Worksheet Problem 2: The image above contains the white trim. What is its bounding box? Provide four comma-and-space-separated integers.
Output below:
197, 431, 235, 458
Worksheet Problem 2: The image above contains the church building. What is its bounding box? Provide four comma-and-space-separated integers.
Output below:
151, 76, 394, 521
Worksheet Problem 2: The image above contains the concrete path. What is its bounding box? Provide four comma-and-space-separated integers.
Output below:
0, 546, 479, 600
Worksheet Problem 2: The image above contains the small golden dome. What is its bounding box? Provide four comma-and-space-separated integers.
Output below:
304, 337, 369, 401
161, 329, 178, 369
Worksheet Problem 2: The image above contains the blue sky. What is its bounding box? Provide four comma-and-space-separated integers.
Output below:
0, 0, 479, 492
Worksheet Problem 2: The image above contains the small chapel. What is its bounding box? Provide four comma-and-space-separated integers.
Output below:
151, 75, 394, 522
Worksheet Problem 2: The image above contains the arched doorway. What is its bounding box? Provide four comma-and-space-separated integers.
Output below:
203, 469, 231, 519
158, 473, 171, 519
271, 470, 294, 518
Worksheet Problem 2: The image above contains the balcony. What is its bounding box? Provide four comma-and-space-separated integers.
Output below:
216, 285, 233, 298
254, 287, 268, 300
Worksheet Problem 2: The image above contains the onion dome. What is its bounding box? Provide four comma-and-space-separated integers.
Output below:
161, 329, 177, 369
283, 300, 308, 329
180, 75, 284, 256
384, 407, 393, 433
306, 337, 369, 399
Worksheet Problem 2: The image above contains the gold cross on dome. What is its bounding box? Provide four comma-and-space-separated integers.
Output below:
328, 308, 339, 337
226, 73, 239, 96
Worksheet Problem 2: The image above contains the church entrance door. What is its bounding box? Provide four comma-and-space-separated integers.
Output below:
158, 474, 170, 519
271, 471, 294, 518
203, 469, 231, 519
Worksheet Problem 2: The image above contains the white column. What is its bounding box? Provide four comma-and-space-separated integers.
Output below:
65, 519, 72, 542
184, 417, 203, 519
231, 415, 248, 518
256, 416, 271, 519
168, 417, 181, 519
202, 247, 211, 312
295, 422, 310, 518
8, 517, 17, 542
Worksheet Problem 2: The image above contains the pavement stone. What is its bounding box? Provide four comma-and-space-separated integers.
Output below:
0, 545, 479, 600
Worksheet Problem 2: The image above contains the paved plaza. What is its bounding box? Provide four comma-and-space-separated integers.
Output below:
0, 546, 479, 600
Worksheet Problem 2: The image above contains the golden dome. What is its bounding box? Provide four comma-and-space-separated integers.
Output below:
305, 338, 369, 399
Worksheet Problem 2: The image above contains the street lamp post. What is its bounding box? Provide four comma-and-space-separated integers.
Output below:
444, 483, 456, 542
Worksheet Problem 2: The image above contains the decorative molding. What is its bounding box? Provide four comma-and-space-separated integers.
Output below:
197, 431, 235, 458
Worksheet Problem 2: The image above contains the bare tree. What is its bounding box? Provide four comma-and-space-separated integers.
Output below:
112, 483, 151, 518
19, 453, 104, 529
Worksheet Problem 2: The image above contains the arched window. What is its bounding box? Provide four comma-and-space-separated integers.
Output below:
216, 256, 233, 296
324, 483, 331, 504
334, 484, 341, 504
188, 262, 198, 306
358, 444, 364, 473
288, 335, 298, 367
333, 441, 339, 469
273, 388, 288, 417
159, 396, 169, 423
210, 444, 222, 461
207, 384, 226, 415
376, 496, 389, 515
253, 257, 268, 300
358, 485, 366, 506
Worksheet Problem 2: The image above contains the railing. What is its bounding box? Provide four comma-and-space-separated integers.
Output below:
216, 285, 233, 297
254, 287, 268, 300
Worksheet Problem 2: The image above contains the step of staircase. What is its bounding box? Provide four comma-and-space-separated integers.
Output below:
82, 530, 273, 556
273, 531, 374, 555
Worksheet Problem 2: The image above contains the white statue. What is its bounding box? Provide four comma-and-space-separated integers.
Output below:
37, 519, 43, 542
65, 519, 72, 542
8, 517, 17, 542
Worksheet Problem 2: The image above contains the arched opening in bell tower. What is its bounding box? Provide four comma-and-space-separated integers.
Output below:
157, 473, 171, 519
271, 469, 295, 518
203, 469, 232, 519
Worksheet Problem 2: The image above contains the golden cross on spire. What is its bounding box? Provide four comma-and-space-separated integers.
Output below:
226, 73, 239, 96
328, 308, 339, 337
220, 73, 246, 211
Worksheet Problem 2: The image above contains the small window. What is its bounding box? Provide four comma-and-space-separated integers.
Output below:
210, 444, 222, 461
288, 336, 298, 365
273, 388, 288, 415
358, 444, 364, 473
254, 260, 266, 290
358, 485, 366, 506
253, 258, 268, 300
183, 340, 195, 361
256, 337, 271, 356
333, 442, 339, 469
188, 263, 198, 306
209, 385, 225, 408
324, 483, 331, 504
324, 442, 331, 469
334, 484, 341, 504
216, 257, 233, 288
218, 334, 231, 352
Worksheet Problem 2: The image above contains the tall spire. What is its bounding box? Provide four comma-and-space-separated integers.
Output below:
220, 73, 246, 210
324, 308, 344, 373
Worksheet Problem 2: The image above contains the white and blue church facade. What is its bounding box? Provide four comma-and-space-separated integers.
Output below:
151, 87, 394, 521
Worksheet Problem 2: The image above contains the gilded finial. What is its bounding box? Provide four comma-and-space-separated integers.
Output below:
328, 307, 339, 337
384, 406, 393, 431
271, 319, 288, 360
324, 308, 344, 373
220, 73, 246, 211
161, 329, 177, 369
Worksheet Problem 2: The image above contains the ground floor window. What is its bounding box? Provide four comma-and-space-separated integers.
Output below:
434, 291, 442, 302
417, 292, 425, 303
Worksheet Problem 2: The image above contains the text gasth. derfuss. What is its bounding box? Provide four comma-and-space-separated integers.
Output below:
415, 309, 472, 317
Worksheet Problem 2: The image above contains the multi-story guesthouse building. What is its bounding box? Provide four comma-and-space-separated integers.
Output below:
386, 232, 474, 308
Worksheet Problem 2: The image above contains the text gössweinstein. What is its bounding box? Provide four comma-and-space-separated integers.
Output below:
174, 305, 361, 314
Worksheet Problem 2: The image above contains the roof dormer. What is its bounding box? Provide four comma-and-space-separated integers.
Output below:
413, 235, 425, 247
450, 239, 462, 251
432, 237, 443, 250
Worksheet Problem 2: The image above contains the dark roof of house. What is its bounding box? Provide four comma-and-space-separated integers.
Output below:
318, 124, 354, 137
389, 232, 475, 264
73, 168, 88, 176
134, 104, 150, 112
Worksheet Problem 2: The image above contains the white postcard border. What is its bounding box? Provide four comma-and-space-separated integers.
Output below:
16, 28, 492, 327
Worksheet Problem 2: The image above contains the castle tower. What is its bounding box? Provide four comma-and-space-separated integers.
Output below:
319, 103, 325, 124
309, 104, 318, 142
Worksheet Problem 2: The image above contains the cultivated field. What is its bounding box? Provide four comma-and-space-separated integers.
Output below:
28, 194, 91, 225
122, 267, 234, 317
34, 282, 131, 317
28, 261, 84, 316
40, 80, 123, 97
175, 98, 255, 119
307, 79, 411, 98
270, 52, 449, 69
·····
> DO THIS: Reproduce without alteration everything from the line containing "the church building." down to the line containing "306, 337, 369, 399", with both of those lines included.

> SOLUTION:
Worksheet Problem 2: The image above contains the church building. What is its bounding box? Provide four comma-and-space-separated integers.
Output below:
151, 76, 394, 521
Worksheet Problem 2: The image above contains the concrete path. What is its bounding box? Provide four comma-and-space-separated integers.
Output below:
0, 546, 479, 600
Worksheet Problem 2: The image above contains the small golden dome. What is its bounding box? Provide four comma-and-space-separated integers.
Output below:
304, 337, 369, 401
161, 329, 178, 369
Worksheet Problem 2: The image above contains the blue sky. What is its bounding box? Provide four comma-and-space-separated integers.
Output below:
0, 0, 479, 492
Worksheet Problem 2: The image above contains the small chapel. What is its bounding box? Provide four comma-and-space-separated integers.
Output below:
151, 75, 394, 522
Worksheet Problem 2: The image above contains the arched doorway. What is its bounding box? Provide four comma-and-space-separated integers.
Output below:
203, 469, 231, 519
158, 473, 171, 519
271, 470, 294, 518
Worksheet Problem 2: The image above contains the balcony. What is its bounding box? Provide four comma-and-space-separated integers.
Output below:
216, 285, 233, 298
254, 287, 268, 300
Worksheet Problem 2: The image above contains the onion dome. What is its bounding box? Provide four comma-and-space-separated integers.
Output below:
161, 329, 177, 369
283, 300, 308, 329
180, 75, 284, 256
384, 407, 393, 433
306, 337, 369, 399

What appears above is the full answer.